Task to complete: From the records below, transcribe only the lines running from the one with "of the orange" through the one with "of the fresh". Keep both of those end lines.

Natural language region descriptions
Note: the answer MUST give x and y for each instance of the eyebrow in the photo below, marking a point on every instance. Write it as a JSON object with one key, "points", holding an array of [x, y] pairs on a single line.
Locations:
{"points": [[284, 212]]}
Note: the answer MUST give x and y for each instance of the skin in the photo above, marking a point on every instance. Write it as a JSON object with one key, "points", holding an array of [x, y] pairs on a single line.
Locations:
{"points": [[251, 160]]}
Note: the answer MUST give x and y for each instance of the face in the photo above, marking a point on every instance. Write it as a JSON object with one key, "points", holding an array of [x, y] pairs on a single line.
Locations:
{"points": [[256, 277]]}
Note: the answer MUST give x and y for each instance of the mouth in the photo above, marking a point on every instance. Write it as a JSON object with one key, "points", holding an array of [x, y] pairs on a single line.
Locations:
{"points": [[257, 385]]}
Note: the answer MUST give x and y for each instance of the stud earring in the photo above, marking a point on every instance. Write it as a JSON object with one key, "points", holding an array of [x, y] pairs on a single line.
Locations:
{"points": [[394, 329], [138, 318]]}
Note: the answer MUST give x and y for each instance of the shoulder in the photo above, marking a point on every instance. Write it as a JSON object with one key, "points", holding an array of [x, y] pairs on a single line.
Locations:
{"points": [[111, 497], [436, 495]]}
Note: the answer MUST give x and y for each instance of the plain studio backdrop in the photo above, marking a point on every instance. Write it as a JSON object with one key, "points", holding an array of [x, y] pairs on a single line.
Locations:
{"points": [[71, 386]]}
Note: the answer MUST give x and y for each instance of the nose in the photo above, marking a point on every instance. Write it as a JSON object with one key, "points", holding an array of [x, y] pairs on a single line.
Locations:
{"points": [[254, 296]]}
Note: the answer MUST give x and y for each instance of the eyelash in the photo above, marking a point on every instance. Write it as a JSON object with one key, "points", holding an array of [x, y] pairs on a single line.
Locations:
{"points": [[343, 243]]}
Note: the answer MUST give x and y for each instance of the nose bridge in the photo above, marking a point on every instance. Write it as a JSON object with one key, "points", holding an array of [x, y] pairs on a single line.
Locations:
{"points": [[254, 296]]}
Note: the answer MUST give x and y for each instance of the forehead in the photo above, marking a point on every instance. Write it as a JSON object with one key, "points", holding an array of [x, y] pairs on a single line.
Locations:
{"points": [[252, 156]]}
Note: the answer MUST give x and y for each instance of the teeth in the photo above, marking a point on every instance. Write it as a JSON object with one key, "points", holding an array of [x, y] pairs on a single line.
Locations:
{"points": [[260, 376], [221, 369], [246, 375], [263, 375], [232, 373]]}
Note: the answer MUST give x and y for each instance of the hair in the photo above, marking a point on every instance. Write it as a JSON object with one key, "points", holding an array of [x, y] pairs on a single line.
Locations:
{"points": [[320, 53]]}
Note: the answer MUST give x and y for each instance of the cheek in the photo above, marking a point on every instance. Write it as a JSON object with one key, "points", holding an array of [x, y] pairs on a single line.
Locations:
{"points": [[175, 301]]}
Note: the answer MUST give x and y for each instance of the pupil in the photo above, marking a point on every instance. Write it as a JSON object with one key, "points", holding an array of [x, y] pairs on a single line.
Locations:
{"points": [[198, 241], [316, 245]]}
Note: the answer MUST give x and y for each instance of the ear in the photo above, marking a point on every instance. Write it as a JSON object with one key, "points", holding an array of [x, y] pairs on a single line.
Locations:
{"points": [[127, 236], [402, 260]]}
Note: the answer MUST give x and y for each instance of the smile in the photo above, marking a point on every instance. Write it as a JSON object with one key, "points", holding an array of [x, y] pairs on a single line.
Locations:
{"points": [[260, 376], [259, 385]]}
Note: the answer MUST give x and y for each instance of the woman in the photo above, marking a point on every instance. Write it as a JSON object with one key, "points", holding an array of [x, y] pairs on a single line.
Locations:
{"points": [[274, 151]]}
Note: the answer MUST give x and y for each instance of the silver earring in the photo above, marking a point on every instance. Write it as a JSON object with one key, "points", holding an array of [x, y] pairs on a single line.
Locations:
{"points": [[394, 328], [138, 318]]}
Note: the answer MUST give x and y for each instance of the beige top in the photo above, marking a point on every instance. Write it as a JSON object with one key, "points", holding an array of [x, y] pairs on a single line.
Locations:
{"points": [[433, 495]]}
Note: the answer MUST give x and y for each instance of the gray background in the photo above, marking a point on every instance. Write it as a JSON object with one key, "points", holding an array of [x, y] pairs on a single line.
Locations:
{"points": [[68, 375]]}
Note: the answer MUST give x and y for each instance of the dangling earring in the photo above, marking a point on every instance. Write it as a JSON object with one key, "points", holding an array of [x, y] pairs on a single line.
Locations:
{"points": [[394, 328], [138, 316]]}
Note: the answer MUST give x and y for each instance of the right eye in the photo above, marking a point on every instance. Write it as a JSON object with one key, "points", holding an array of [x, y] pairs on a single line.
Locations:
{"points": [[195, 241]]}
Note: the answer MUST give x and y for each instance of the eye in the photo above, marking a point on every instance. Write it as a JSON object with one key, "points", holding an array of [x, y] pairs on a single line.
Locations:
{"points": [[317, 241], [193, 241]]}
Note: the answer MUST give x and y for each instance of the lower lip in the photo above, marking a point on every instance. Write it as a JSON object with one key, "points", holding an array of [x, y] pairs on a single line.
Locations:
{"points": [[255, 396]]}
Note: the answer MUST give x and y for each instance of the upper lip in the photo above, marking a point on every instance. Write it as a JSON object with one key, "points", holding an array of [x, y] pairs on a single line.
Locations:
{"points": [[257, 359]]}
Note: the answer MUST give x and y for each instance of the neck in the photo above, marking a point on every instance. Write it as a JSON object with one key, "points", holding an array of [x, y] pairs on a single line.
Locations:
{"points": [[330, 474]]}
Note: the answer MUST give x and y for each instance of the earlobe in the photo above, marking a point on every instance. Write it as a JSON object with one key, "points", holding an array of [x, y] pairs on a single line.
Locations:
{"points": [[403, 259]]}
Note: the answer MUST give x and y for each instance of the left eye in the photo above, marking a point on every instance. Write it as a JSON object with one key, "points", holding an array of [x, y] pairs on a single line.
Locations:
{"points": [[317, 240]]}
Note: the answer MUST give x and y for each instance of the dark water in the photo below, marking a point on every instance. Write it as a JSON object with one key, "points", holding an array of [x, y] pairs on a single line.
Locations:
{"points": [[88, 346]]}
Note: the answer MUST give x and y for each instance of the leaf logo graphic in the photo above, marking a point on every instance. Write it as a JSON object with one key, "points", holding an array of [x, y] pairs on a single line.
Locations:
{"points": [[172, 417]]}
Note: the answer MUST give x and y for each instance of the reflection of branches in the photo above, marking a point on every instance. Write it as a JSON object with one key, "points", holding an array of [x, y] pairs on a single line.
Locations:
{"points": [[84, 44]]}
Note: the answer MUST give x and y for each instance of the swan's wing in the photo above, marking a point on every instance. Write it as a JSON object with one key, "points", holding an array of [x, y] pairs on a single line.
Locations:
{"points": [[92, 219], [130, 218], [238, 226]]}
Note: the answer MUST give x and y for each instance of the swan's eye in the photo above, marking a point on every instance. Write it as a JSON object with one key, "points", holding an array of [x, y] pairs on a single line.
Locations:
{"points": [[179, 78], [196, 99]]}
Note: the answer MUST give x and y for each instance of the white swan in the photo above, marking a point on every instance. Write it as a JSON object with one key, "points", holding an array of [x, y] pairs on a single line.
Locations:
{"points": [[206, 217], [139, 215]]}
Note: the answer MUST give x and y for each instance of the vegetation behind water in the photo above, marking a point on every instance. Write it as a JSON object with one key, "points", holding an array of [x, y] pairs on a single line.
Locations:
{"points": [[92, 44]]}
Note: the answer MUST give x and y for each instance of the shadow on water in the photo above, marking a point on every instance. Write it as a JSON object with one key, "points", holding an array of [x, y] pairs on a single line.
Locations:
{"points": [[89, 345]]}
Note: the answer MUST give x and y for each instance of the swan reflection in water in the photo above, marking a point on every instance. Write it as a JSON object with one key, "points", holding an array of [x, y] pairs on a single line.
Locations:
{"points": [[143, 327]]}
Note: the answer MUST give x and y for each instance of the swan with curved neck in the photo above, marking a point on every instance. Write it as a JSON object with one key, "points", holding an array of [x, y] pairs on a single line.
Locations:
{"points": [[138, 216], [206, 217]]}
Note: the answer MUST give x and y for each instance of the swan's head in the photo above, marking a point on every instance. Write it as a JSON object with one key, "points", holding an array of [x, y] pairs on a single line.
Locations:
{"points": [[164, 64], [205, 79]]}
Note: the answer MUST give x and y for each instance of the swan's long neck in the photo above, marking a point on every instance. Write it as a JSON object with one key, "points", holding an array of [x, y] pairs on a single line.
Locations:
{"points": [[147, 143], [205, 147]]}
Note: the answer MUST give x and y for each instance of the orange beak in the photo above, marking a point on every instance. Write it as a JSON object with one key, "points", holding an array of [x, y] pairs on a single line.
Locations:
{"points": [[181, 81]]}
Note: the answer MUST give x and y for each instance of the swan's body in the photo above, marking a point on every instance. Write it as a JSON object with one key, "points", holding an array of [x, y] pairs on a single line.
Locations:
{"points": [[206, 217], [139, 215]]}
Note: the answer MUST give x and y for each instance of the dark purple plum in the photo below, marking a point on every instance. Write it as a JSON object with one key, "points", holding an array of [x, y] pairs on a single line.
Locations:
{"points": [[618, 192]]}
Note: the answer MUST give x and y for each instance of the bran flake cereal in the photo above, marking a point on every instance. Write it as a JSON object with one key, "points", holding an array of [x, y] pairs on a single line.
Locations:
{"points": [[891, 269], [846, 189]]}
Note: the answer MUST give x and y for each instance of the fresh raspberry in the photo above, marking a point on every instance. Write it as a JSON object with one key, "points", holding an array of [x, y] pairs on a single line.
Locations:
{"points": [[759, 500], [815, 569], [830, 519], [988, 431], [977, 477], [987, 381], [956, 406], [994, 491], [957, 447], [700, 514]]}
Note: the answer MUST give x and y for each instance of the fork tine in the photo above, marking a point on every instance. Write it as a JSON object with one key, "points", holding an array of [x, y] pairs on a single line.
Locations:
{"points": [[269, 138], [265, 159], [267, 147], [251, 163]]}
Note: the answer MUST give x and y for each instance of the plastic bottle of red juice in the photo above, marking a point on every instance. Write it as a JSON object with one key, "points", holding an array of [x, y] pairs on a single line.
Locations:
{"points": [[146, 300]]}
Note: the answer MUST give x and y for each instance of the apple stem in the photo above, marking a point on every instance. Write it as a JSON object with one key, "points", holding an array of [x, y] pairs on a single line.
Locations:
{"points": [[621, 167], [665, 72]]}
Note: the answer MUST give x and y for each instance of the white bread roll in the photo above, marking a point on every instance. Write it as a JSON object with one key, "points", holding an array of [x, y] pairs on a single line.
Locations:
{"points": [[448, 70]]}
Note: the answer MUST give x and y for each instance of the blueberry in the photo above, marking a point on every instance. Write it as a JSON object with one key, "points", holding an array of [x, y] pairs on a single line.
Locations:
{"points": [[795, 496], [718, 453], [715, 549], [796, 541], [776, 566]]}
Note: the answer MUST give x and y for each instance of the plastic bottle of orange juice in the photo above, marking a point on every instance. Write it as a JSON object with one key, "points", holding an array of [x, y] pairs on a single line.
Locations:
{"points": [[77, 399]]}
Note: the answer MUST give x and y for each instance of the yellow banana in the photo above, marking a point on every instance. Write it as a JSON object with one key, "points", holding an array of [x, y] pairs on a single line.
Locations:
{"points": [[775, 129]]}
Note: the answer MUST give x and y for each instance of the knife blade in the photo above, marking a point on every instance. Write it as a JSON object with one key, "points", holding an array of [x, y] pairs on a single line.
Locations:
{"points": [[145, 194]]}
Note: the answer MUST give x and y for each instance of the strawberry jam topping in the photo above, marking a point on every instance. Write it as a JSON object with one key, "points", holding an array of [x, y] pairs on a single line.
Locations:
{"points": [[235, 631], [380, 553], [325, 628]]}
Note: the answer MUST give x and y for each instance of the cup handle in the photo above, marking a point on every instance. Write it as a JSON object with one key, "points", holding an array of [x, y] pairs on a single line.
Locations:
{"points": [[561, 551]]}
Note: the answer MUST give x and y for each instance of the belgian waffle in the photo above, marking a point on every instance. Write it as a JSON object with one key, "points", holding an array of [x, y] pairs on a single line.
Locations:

Worked solution:
Note: the answer MUST give x and y for each instance of the orange beak in the photo above, marking a point on every instance. Write it as a JSON object with one key, "points", holding an array of [x, y] pairs on a single line.
Locations:
{"points": [[181, 81]]}
Note: the answer MUST give x and y for each instance of the swan's body in the photo above, marking a point on every instance. Write it as a JSON object with one key, "points", holding an array of [x, y] pairs on a single line.
Locations:
{"points": [[206, 217], [139, 215]]}
Note: the answer MUST give x and y for each instance of the dark purple plum in the photo below, marking a point on every instance. Write it as a JSON object with one key, "points", holding an array of [x, y] pairs on a single line.
Locations:
{"points": [[618, 192]]}
Note: the answer MUST give x and y for each instance of the bran flake cereal in the photo above, marking a point on every instance. Write it as a JSON object with one key, "points", holding an array of [x, y] pairs on a single line.
Locations:
{"points": [[891, 269], [846, 189]]}
Note: the answer MUST give x and y for each instance of the fresh raspberry in the photo above, marking a point on every instance. Write it as a JSON object with one key, "points", holding an array of [x, y] pairs on a single line.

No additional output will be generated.